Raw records
++++++++
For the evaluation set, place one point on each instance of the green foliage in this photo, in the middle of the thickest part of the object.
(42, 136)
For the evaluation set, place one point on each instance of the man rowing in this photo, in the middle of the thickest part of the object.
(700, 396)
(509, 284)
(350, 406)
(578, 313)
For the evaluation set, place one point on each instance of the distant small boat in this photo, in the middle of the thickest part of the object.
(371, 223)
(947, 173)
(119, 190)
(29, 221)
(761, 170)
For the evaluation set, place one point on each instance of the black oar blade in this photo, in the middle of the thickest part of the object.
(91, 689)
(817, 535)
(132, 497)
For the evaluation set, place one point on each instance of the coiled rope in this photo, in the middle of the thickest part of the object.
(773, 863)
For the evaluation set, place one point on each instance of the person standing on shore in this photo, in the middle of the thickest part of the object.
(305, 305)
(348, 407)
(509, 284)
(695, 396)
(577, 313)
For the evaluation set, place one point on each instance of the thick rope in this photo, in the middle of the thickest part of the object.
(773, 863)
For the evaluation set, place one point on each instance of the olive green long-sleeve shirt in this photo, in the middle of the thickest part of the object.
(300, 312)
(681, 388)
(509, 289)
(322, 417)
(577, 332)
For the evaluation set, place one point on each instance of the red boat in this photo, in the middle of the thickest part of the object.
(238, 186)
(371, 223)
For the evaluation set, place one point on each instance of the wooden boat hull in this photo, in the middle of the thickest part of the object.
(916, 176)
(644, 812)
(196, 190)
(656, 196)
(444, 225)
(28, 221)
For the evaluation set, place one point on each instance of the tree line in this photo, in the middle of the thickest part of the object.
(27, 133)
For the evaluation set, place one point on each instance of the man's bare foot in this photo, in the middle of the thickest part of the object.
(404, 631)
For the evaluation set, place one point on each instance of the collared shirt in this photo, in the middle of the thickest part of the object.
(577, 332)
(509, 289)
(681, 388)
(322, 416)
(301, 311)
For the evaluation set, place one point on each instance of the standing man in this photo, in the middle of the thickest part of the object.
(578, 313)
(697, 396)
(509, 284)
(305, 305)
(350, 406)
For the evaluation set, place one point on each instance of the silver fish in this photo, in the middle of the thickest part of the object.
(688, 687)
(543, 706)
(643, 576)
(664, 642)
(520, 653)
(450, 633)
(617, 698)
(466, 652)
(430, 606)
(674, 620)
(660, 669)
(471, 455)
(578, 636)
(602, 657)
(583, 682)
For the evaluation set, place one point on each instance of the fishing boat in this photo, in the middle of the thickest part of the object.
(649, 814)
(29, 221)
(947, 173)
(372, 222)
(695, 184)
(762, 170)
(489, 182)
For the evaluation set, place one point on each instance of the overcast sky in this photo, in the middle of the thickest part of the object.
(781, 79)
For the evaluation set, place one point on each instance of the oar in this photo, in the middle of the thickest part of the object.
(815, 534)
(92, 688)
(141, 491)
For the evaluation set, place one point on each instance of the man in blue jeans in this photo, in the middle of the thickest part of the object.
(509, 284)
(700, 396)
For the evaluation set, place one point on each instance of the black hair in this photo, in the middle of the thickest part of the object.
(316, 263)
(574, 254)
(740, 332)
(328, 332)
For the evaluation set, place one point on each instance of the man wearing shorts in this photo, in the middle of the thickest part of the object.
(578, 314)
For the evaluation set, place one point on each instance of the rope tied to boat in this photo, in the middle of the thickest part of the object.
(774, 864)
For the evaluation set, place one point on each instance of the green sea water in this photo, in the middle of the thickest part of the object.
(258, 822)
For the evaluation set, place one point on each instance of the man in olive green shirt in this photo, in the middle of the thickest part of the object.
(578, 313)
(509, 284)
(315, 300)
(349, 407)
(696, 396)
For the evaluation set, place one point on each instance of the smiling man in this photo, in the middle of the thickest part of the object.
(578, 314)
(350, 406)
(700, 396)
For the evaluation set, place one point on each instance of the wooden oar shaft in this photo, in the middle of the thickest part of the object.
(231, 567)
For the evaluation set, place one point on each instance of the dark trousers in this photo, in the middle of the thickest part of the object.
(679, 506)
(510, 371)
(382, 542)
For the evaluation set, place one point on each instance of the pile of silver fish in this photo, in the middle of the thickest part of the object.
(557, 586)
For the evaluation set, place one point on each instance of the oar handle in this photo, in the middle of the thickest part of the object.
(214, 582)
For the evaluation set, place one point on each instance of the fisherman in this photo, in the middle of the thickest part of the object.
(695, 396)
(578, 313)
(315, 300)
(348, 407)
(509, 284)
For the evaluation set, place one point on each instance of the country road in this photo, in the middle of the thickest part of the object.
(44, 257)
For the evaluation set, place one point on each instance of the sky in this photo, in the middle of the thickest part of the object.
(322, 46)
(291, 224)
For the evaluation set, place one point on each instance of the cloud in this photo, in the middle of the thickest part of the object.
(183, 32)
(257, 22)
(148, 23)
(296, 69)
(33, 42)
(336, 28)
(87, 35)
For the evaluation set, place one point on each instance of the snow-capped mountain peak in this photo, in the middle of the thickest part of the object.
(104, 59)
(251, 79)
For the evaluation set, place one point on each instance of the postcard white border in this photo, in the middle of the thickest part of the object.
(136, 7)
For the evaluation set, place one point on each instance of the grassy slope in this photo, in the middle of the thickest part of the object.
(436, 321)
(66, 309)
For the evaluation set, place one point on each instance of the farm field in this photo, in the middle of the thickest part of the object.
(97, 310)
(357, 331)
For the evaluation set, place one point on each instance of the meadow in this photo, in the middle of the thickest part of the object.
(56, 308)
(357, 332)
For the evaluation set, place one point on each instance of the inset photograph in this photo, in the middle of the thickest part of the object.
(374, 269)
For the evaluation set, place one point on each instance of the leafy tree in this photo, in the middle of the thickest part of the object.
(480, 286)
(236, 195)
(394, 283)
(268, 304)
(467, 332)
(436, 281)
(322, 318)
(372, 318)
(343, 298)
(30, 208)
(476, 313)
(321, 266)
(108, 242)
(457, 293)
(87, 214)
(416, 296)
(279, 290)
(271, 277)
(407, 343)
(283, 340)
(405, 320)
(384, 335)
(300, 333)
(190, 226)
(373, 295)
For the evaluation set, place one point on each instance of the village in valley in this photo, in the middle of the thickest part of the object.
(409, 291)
++++++++
Repeat every line of the records above exactly.

Task result
For the evaluation set, place one point on each instance of the green foliage in this photo, in the middle of the thickest part of the object.
(42, 136)
For the evaluation set, place one point on each instance of the man rowing in this photo, in the middle of the thickest part of the object.
(700, 396)
(509, 284)
(350, 406)
(578, 313)
For the evaluation set, place one point on each instance of the distant small boat in this photo, in the middle of the thickest part of the object.
(371, 223)
(947, 173)
(119, 190)
(29, 221)
(761, 170)
For the evaluation set, place one point on each instance of the black oar blade in this photo, in the middle of the thickest part of the object.
(91, 689)
(817, 535)
(132, 497)
For the evaluation set, place one point on each instance of the coiled rope in this photo, in the middle of the thickest part of the object.
(773, 863)
For the evaluation set, place one point on each instance of the person standing on shore in this photo, in the middle of the thickest part of the object.
(305, 305)
(348, 407)
(509, 284)
(695, 396)
(577, 313)
For the evaluation set, place one point on each instance of the thick rope in this photo, in the middle of the thickest part of the object.
(773, 863)
For the evaluation set, place one point on each instance of the olive green long-sleeve shirt in this photo, in the middle of the thickest part of the object.
(300, 312)
(681, 388)
(509, 289)
(322, 417)
(577, 332)
For the evaluation set, place one point on each instance of the red boat in this photo, in the middle of the thickest part of the object.
(238, 186)
(371, 223)
For the evaluation set, place one point on each instance of the wooden boat hull in this photo, in the middle of the thickest part of the object.
(916, 176)
(644, 812)
(196, 190)
(656, 196)
(444, 225)
(28, 221)
For the evaluation set, place one point on each instance of the tree line in this photo, in the middle of the thickest part of the object.
(27, 133)
For the evaluation set, place one point on each instance of the man's bare foot in this photo, in the middle of the thickest part of the object.
(404, 631)
For the evaluation set, place one point on each instance of the collared shirt in this photo, in the middle of the thickest part of the object.
(577, 332)
(509, 289)
(681, 388)
(322, 416)
(301, 311)
For the evaluation set, place one point on each instance of the standing man in this photo, in the middle of the thickest part of the object.
(578, 313)
(697, 396)
(509, 284)
(305, 305)
(350, 406)
For the evaluation set, place one point on each instance of the silver fish in this photo, in the middle of the thickest part of the object.
(688, 687)
(543, 706)
(643, 576)
(664, 642)
(520, 653)
(450, 633)
(617, 698)
(466, 652)
(430, 606)
(674, 620)
(660, 669)
(471, 455)
(578, 636)
(602, 657)
(583, 682)
For the evaluation set, place one point on each instance of the fishing boat in this photo, in the middle of the thickest part of the object.
(649, 814)
(29, 221)
(947, 173)
(372, 222)
(695, 184)
(762, 170)
(489, 182)
For the evaluation set, place one point on each instance of the overcast sky in this photo, in the middle of the thickest part of the object.
(781, 79)
For the evaluation set, place one point on each instance of the oar in this photo, in the middle of the thickest part of the object.
(815, 534)
(92, 688)
(141, 491)
For the evaluation set, place one point on each instance of the man in blue jeans in this photo, in the middle of the thickest part of the object.
(509, 284)
(700, 396)
For the evaluation set, place one point on each instance of the black hair in this photo, in the middle of the thickest part of the object.
(316, 263)
(574, 254)
(740, 332)
(328, 332)
For the evaluation set, place one point on each instance of the man wearing shorts in this photo, in the middle of the thickest part of the object.
(578, 314)
For the evaluation set, place one point on each instance of the rope tied to boat in this photo, in the middle of the thickest part of the object.
(774, 864)
For the evaluation set, place one point on each instance of the green sea water in this photo, in the middle of the thickest part of the object.
(258, 822)
For the evaluation set, place one point on each instance of the man in olive green shirt in this photo, in the middle of the thickest part of the object.
(578, 313)
(509, 284)
(315, 300)
(349, 407)
(696, 396)
For the evaluation set, place one point on each instance of the smiling man in this photo, in the middle of the thickest part of the object.
(578, 314)
(350, 406)
(700, 396)
For the evaluation set, place one point on each instance of the wooden oar shaft in this photo, in the middle of the thickest part of the object.
(231, 567)
For the evaluation set, place one point on each instance of the dark trousers in this photo, in the middle of the thickest part of the object.
(679, 506)
(510, 371)
(382, 542)
For the evaluation set, place one point on each instance of the pile of silver fish in this photo, in the middle of the thickest part of the object.
(557, 586)
For the evaluation set, place one point on each instance of the oar handle in this photo, in the middle of the thickest part of the object.
(214, 582)
For the evaluation set, place one point on each instance of the fisherman in this photo, in the middle of the thickest part of the object.
(695, 396)
(578, 313)
(315, 300)
(348, 407)
(509, 284)
For the evaluation set, place one point on each instance of the country road in this photo, in the middle of the thickest part of the object.
(44, 257)
For the evaluation set, place one point on each instance of the sky in this photo, in the middle of the thickest part of the object.
(322, 46)
(291, 224)
For the evaluation set, place one point on each instance of the cloud in this photo, in the middle of the thickest part of the object.
(183, 32)
(257, 22)
(148, 23)
(296, 69)
(33, 42)
(336, 28)
(87, 35)
For the evaluation set, place one point on each instance of the snow-capped mountain peak in this photo, in the middle of the thickest part of the object.
(104, 59)
(251, 79)
For the evaluation set, place one point on each instance of the postcard white border in this photo, in the middle of the thickest part of the object.
(136, 7)
For the evaluation set, place one point on each instance of the grassy slope in this photo, in the middle of the thickest part of the object.
(436, 321)
(66, 309)
For the evaluation set, place one point on each instance of the farm field in this photo, in the middle of the thickest part of the object.
(97, 310)
(357, 331)
For the evaluation set, place one point on each instance of the meadow in this photo, in the middle of the thickest part of the object.
(56, 308)
(357, 332)
For the evaluation set, place one point on each instance of the inset photograph in this photo, in the middle of the thickest part of the object.
(374, 269)
For the evaluation set, place one point on each instance of the leafy tree in this photo, in the middle of the thickest part of the object.
(480, 286)
(236, 195)
(394, 283)
(268, 304)
(467, 332)
(436, 281)
(322, 318)
(372, 318)
(343, 298)
(30, 208)
(476, 313)
(321, 266)
(108, 242)
(457, 293)
(87, 214)
(416, 296)
(279, 290)
(271, 277)
(407, 343)
(283, 340)
(405, 320)
(384, 335)
(300, 333)
(190, 226)
(373, 295)
For the evaluation set, place one point on each instance of the village in valley in this photo, in the middle of the thickest part of the object.
(409, 291)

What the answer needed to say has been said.